**Excerpted passage:**
================================
General characteristics
- Displacement: 1005 tons
- Length: 165 ft (50 m)
- Beam: 36 ft (11 m)
- Draft: 13 ft 7 in (4.14 m)
- Speed: 13 kn (24 km/h; 15 mph)
- Complement: 105
- Armament: 2 x 3 inch guns

= USCGC Tahoma (WPG-80) =

USCGC Tahoma (WPG-80) was a United States Coast Guard Cutter built by the Defoe Shipbuilding Company in Bay City, Michigan. Completed in 1934, the steel-hulled cutter operated on the Great Lakes between 1934 and 1941, attached to the 9th Coast Guard District and homeported at Cleveland, Ohio. She was named after the Tahoma Glacier on the western slope of Mount Rainier in the state of Washington.
================================
**Data under study:**

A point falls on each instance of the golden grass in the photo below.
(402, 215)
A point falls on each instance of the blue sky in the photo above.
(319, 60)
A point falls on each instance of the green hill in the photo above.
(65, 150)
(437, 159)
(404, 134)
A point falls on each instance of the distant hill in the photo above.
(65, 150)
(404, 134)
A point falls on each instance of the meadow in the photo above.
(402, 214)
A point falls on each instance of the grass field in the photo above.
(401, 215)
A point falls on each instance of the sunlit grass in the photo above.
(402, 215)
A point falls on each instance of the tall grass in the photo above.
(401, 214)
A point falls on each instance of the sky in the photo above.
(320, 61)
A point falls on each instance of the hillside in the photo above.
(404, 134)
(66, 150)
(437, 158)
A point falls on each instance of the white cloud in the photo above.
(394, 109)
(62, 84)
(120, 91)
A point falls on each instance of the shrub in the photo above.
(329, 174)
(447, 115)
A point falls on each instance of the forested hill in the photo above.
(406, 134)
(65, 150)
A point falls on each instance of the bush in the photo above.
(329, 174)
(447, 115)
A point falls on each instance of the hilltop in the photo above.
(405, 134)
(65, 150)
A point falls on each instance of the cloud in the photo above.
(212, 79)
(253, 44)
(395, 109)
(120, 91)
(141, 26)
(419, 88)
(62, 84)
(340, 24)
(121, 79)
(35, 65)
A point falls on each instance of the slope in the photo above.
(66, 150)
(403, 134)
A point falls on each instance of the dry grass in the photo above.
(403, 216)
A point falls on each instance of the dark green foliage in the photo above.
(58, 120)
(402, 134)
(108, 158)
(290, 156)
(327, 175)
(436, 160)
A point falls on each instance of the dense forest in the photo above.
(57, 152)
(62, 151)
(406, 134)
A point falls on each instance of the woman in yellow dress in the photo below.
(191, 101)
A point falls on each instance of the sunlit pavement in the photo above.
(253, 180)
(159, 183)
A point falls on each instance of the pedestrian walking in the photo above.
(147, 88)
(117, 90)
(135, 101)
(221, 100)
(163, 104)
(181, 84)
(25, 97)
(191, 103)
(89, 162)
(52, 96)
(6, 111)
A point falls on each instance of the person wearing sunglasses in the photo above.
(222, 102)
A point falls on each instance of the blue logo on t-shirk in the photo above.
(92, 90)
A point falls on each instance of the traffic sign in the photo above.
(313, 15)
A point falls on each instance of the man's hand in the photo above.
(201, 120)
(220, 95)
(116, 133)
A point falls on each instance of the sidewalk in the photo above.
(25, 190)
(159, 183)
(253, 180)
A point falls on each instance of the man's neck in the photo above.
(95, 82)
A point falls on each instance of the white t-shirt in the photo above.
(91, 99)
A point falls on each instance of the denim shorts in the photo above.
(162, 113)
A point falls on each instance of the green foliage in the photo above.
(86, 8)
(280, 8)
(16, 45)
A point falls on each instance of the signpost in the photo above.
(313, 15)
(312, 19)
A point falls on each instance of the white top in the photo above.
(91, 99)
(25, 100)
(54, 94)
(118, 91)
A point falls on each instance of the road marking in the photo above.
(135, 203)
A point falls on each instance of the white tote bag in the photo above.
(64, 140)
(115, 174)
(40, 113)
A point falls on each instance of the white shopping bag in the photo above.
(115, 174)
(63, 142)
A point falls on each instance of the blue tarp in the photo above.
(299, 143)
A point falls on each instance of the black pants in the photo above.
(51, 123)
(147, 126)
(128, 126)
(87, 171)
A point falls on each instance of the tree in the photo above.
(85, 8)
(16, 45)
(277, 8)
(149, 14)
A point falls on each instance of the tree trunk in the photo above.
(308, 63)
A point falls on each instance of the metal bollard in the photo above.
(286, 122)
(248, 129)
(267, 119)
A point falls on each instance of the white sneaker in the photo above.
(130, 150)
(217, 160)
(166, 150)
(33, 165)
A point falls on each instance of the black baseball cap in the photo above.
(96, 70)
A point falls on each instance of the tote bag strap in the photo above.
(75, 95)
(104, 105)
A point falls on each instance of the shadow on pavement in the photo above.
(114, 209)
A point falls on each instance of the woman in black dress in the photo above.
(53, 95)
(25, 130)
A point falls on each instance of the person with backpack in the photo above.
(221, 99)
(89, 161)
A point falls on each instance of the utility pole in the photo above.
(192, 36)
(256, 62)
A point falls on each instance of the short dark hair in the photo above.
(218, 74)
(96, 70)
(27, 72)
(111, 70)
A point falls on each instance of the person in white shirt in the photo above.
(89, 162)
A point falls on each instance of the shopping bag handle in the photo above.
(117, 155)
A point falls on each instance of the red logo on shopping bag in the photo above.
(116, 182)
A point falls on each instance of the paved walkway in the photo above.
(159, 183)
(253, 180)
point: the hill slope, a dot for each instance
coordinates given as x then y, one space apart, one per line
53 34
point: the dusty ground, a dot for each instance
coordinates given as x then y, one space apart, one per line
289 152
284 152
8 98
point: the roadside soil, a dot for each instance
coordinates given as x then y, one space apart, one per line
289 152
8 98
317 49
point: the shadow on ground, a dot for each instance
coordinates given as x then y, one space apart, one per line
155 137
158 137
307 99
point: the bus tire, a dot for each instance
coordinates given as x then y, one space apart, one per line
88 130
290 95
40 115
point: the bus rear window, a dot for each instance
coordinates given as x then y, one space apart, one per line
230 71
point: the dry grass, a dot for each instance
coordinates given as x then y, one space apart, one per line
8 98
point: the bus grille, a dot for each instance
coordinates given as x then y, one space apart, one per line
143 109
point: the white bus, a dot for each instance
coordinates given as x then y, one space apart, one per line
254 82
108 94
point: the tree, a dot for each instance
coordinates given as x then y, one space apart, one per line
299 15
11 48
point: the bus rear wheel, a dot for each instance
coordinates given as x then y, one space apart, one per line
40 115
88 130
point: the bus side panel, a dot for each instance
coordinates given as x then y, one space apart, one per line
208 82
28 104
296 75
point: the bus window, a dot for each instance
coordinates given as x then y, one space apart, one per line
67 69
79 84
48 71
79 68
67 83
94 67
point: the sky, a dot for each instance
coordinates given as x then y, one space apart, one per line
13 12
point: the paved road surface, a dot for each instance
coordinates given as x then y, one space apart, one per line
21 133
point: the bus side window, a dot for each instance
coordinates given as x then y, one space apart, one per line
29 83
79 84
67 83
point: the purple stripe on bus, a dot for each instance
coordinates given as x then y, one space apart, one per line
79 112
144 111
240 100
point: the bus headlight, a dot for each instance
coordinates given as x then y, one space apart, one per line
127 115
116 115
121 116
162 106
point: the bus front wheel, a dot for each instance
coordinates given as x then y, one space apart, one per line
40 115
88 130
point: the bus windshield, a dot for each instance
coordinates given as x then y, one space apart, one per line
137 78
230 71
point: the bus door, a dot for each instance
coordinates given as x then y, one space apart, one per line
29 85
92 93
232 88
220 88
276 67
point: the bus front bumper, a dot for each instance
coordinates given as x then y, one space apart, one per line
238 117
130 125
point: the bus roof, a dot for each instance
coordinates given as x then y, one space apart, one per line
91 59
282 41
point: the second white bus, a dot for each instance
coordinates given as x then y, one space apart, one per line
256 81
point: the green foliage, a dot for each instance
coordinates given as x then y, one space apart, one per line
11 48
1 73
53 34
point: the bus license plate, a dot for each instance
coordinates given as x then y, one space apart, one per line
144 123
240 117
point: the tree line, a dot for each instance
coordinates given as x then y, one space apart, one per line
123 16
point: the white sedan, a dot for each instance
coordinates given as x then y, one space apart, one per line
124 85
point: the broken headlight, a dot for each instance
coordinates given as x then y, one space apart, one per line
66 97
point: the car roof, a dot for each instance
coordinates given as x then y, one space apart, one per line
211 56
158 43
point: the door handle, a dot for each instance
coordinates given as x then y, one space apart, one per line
================================
**Directions:**
1 > Answer these questions using the passage about the cutter USCGC Tahoma:
(a) Which company built the cutter?
(b) How many people made up her complement?
(c) What was she named after?
2 > Reproduce the passage about the cutter USCGC Tahoma from "General characteristics" to "state of Washington.".
3 > Proceed with the passage about the cutter USCGC Tahoma, continuing from where it stops.

**Set of answers:**
1 >
(a) The Defoe Shipbuilding Company in Bay City, Michigan.
(b) 105.
(c) The Tahoma Glacier on the western slope of Mount Rainier in the state of Washington.

2 >
General characteristics
- Displacement: 1005 tons
- Length: 165 ft (50 m)
- Beam: 36 ft (11 m)
- Draft: 13 ft 7 in (4.14 m)
- Speed: 13 kn (24 km/h; 15 mph)
- Complement: 105
- Armament: 2 x 3 inch guns

= USCGC Tahoma (WPG-80) =

USCGC Tahoma (WPG-80) was a United States Coast Guard Cutter built by the Defoe Shipbuilding Company in Bay City, Michigan. Completed in 1934, the steel-hulled cutter operated on the Great Lakes between 1934 and 1941, attached to the 9th Coast Guard District and homeported at Cleveland, Ohio. She was named after the Tahoma Glacier on the western slope of Mount Rainier in the state of Washington.

3 >
As the United States moved closed to full participation in World War II, President Roosevelt issued an executive order on 1 November 1941 transferring the Coast Guard from the United States Treasury Department to the Navy. Accordingly, Tahoma was sometime thereafter reclassified as a gunboat and designated WPG-80.

By July 1942, the former cutter had left the Great Lakes to escort Allied convoys in the North Atlantic in the vicinity of Casco Bay, Maine; Ivigtut, Greenland; St. John's and Argentia, Newfoundland; and Sydney, Nova Scotia; into the spring of 1944. The remainder of her naval service was spent in serving on weather and ice patrol duties between Greenland and Iceland and plane guard operations in the same waters. In the latter service, she alternated with the Coast Guard cutters Frederick Lee (WPC-139), Algonquin (WPG-75), and Mohawk (WPG-78) into 1945. At the time of the Japanese surrender in mid-August 1945, Tahoma was at sea on a plane guard station.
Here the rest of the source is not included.